* Data supplied
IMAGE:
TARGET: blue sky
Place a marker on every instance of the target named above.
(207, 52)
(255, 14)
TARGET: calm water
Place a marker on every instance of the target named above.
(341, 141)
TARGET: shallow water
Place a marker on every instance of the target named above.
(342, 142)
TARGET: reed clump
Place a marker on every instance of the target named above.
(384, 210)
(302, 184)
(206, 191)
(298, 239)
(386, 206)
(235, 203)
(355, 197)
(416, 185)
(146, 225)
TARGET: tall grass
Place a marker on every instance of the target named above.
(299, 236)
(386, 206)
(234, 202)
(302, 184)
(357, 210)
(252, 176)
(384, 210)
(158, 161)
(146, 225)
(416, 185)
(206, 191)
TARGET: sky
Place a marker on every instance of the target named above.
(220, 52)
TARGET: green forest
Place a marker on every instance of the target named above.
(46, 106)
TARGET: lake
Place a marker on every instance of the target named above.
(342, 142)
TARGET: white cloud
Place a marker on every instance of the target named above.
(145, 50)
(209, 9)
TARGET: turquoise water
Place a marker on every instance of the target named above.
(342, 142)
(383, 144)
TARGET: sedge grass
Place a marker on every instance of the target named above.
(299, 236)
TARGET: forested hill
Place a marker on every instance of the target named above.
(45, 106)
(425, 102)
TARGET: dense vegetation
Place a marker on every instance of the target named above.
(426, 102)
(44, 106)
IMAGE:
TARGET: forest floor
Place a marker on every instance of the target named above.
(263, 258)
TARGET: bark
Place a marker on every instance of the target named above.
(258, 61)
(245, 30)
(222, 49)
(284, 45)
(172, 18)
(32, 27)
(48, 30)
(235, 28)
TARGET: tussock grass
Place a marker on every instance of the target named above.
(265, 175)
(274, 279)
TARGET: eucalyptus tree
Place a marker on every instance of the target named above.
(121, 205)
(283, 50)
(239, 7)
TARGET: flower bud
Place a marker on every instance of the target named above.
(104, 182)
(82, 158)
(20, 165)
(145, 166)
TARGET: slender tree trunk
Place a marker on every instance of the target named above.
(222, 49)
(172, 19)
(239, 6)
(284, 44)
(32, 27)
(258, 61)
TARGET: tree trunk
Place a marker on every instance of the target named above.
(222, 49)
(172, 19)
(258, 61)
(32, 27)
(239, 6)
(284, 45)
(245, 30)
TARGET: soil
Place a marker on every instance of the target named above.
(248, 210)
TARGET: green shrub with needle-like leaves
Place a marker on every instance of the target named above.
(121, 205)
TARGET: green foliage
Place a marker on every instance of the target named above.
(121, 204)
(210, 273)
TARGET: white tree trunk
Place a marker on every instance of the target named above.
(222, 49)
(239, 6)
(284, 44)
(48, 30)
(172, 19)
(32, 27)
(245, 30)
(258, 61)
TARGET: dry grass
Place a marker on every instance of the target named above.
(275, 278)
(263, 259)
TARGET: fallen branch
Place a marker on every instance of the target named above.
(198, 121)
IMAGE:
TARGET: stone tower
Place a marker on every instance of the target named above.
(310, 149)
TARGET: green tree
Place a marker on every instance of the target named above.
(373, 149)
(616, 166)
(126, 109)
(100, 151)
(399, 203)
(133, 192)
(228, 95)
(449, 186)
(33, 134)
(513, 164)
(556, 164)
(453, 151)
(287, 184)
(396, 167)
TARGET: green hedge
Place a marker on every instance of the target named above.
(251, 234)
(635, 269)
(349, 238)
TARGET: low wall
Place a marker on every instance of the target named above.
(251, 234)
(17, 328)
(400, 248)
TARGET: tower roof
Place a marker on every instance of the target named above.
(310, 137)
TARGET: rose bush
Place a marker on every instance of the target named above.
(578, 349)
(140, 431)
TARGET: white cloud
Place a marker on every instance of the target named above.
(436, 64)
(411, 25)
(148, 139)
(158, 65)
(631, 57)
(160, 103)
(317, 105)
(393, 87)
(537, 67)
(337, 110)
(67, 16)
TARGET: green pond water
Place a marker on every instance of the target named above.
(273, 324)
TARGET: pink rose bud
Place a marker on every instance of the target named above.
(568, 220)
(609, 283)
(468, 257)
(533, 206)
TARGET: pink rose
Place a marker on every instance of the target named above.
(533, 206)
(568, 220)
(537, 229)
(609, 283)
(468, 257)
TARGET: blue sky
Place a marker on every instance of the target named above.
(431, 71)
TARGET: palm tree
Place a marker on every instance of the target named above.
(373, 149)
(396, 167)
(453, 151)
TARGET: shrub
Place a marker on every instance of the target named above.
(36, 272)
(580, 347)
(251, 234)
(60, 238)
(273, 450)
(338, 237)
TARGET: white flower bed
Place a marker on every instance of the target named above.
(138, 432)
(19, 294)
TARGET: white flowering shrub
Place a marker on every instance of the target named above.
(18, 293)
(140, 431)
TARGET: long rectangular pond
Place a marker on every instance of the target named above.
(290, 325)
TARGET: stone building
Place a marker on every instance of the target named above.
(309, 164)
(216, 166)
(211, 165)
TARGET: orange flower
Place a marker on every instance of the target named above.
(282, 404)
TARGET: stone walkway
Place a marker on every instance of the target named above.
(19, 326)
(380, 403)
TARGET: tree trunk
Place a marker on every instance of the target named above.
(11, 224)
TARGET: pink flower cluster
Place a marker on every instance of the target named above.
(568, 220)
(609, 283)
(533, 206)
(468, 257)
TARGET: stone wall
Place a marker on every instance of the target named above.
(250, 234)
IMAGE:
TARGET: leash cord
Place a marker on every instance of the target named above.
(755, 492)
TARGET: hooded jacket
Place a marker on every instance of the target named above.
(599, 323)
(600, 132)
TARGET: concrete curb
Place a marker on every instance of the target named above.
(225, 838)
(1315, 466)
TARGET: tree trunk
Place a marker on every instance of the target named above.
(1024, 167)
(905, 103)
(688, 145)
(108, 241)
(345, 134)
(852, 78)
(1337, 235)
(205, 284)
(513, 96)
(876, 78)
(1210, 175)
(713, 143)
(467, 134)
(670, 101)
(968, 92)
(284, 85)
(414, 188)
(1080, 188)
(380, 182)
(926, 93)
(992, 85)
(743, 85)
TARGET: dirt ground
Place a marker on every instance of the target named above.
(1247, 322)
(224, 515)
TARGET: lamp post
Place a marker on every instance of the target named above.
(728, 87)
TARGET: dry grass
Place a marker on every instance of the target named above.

* Exercise goal
Write down all the entries again without a single difference.

* Output below
IMAGE:
TARGET: blue sky
Place a marker on every instance of the target named above.
(207, 52)
(255, 14)
TARGET: calm water
Place a marker on every instance of the target named above.
(341, 141)
TARGET: shallow water
Place a marker on every instance of the target named above.
(342, 142)
TARGET: reed clump
Place a marker on every instance of the target named above.
(384, 210)
(302, 184)
(206, 191)
(298, 239)
(386, 206)
(235, 203)
(355, 197)
(416, 185)
(146, 225)
TARGET: tall grass
Place a marker on every instance of the target named above.
(299, 236)
(386, 206)
(234, 202)
(302, 184)
(357, 210)
(252, 176)
(384, 210)
(158, 161)
(146, 225)
(416, 185)
(206, 191)
TARGET: sky
Place a marker on every instance of the target named above.
(220, 52)
TARGET: green forest
Place a marker on every instance of the target named above.
(46, 106)
TARGET: lake
Place a marker on every instance of the target named above.
(342, 142)
TARGET: white cloud
Place a marker on every instance of the target named above.
(145, 50)
(209, 9)
TARGET: turquoise water
Place a marker on every instance of the target named above.
(342, 142)
(383, 144)
TARGET: sedge grass
Place a marker on every instance of the target named above.
(299, 236)
TARGET: forested hill
Place a marker on every instance of the target named above.
(45, 106)
(425, 102)
TARGET: dense vegetation
Place a marker on every instance of the target named above.
(426, 102)
(44, 106)
IMAGE:
TARGET: forest floor
Place a marker on every instance of the target named above.
(263, 258)
TARGET: bark
Place a marker on every instance of the target named above.
(258, 61)
(245, 30)
(222, 49)
(284, 45)
(172, 18)
(32, 27)
(48, 30)
(235, 28)
TARGET: tussock grass
Place a marker on every instance of the target named above.
(265, 175)
(274, 279)
TARGET: eucalyptus tree
Place a marker on every instance of the target named above.
(121, 205)
(283, 50)
(239, 7)
TARGET: flower bud
Place a marker on every instance of the target named above.
(104, 182)
(82, 158)
(20, 165)
(145, 166)
TARGET: slender tree trunk
Place a marker on every instance of the target named above.
(222, 49)
(172, 19)
(239, 6)
(284, 44)
(32, 27)
(258, 61)
TARGET: tree trunk
Place a marker on every instance of the target named above.
(222, 49)
(172, 19)
(258, 61)
(32, 27)
(239, 6)
(284, 45)
(245, 30)
TARGET: soil
Place a marker on every instance of the target named above.
(248, 210)
TARGET: green shrub with needle-like leaves
Place a marker on every instance of the target named above.
(121, 205)
TARGET: green foliage
Place a marker on every instance of the target named above.
(121, 204)
(210, 273)
TARGET: white tree trunk
Place a marker on every instance of the target named above.
(222, 49)
(239, 6)
(284, 44)
(48, 30)
(172, 19)
(32, 27)
(245, 30)
(258, 61)
TARGET: dry grass
Place a marker on every instance of the target named above.
(275, 278)
(263, 259)
TARGET: fallen branch
Place a marker on every instance of the target named above.
(198, 121)
IMAGE:
TARGET: stone tower
Place a marker on every instance of the target named above.
(310, 149)
TARGET: green tree
Place a marker on every instance of the target named above.
(373, 149)
(616, 166)
(126, 109)
(100, 151)
(399, 203)
(133, 192)
(228, 95)
(449, 186)
(33, 134)
(513, 164)
(556, 164)
(453, 151)
(287, 184)
(396, 167)
TARGET: green hedge
Place a marker on every instance of the target named above.
(251, 234)
(635, 269)
(349, 238)
TARGET: low wall
Place a marker on every instance of the target named above.
(251, 234)
(17, 328)
(400, 248)
TARGET: tower roof
Place a marker on every instance of the target named above.
(310, 137)
TARGET: rose bush
Place a marker on every instance of the target named above.
(578, 349)
(140, 431)
TARGET: white cloud
Place a marker on every instance of the target named above.
(436, 64)
(411, 25)
(148, 139)
(158, 65)
(631, 57)
(160, 103)
(317, 105)
(393, 87)
(537, 67)
(337, 110)
(67, 16)
TARGET: green pond water
Place a marker on every instance of the target named above.
(273, 324)
TARGET: pink rose bud
Place a marker on every instance of the target named above.
(568, 220)
(609, 283)
(468, 257)
(533, 206)
TARGET: pink rose
Place a marker on every instance of the target named above.
(533, 206)
(568, 220)
(537, 229)
(609, 283)
(468, 257)
TARGET: blue sky
Place a marker on every instance of the target named above.
(431, 71)
TARGET: palm tree
Place a marker on every instance of the target named above.
(373, 149)
(396, 167)
(453, 151)
TARGET: shrub
Place a marker on every instance of the target named above.
(36, 272)
(580, 347)
(251, 234)
(60, 238)
(273, 450)
(338, 237)
TARGET: white flower bed
Place a marker on every instance of the target named above.
(138, 432)
(19, 294)
TARGET: white flowering shrub
Place a marker on every instance of the target named above.
(18, 293)
(140, 431)
TARGET: long rectangular pond
Place a marker on every instance of the target named above.
(290, 325)
TARGET: stone building
Place a marker on every instance of the target named above.
(309, 164)
(216, 166)
(211, 165)
TARGET: orange flower
Place a marker on every instance of the target named above.
(282, 404)
TARGET: stone walkway
Place a marker on every instance of the target named above.
(19, 326)
(380, 403)
TARGET: tree trunk
Place a marker on every instance of the target named above.
(11, 224)
TARGET: pink flower cluster
Place a marker on every instance of the target named above.
(568, 220)
(609, 283)
(533, 206)
(468, 257)
TARGET: stone wall
Place a marker on every instance of the target named above.
(250, 234)
IMAGE:
TARGET: leash cord
Place a marker on every instance of the target named above.
(755, 492)
TARGET: hooded jacket
Place a marker on every instance of the target named above.
(599, 323)
(600, 132)
TARGET: concrete curb
Place a marker on every instance of the target named above.
(225, 838)
(1315, 466)
TARGET: tree trunk
Place a marker on every instance of the target named above.
(1024, 167)
(905, 103)
(688, 145)
(108, 241)
(345, 134)
(852, 78)
(1337, 235)
(205, 284)
(513, 96)
(876, 78)
(1210, 175)
(713, 143)
(467, 134)
(670, 101)
(968, 92)
(284, 85)
(414, 188)
(1080, 188)
(380, 182)
(926, 93)
(992, 85)
(743, 85)
TARGET: dirt ground
Place a marker on every instance of the target named above.
(1247, 322)
(224, 515)
TARGET: lamp post
Place a marker on every instance of the target named above.
(728, 87)
TARGET: dry grass
Place a marker on every instance of the target named above.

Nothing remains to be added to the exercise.